Extrait du document »
----------------

Au final, elle dresse le portrait d’une femme qui ne s’est jamais laissé enfermer et qui, pour cela, a fui régulièrement, une femme qui ne s’est jamais revendiqué comme féministe mais qui a voulu vivre ses aspirations intellectuelles, artistiques tout en vivant l’amour et la maternité, une femme qui a fui ces attaches-là en s’arrachant le coeur pour vivre libre et qui a payé au prix fort cette liberté. Une femme et après elle, une génération de femmes à laquelle je n’ai pu que m’attacher, même si elle m’a elle aussi déchiré le coeur à plusieurs reprises. Sans doute est-on plus facilement happé(e) dans ces pages qu’Anaïs Barbeau-Lavalette s’adresse directement à Suzanne, en « tu », et son écriture sensible fait le reste.

Coup au coeur donc, et sans aucun doute une de mes plus belles lectures de l’année.

« Dans le train, de retour vers Ottawa, tu as l’impression qu’il n’y a que toi qui bouges et que le reste est immobile. Une nuit épaisse rayonne dehors. Tu tiens l’encre aspirante de Marcel serrée dans ta poche. Tu as un geyser dans le ventre et rien autour ne semble capable de l’accueillir.

Tu ne savais rien de Montréal. Rie qu’Hilda Strike et des miettes de Duplessis.

Tu ne sais pas grand-chose de plus. Sauf une porte ouverte sur des corps mouvants, qui parlent fort dans un nuage de fumée, qui goûtent et partagent le vin en réfléchissant à des formes obscures et invitantes.

----------------

Enregistrements de données sauvegardés »
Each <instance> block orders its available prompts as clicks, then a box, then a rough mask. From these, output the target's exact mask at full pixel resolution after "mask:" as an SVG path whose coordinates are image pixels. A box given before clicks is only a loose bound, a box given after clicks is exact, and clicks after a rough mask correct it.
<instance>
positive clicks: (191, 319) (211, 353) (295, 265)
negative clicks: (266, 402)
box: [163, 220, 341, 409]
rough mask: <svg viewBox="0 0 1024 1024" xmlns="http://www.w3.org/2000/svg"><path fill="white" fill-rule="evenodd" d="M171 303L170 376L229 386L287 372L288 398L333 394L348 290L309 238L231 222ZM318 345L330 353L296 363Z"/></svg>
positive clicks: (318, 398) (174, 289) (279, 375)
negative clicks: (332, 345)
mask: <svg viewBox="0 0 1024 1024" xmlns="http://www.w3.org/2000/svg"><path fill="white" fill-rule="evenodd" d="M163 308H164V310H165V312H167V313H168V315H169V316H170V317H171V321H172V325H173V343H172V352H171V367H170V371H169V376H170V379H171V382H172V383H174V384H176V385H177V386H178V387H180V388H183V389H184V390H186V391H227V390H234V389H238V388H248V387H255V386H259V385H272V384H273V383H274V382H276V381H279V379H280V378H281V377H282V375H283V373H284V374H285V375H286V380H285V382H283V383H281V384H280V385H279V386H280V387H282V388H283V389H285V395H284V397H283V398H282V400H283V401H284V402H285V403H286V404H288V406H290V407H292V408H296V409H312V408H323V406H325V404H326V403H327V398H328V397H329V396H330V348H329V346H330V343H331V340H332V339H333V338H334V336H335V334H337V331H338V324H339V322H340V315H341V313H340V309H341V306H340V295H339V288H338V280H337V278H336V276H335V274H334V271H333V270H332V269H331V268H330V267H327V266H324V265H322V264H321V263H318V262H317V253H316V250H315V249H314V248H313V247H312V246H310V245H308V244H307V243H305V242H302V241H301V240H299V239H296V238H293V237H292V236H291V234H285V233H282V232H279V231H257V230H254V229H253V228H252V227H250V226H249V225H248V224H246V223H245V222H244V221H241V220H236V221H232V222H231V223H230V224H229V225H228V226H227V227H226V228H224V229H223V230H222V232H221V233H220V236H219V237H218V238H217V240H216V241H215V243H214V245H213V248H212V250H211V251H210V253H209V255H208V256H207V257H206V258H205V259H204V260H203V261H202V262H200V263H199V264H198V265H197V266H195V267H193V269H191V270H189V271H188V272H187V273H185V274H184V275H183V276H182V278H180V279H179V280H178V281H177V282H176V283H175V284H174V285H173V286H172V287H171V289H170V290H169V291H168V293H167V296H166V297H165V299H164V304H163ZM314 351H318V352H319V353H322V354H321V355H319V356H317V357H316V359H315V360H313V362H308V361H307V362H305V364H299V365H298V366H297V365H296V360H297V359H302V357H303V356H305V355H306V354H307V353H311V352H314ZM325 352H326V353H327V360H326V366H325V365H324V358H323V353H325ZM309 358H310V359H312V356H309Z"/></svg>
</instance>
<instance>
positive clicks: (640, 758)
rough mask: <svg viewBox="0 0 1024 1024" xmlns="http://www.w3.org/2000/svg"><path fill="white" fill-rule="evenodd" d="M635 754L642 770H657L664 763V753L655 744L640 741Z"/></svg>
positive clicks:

----------------

Consignes »
Selon l'extrait du document, de quelle manière Anaïs Barbeau-Lavalette s'adresse-t-elle à Suzanne ? Les enregistrements constituent un matériau à part.

Résultat de l'exercice »
Elle s'adresse directement à Suzanne, en « tu ».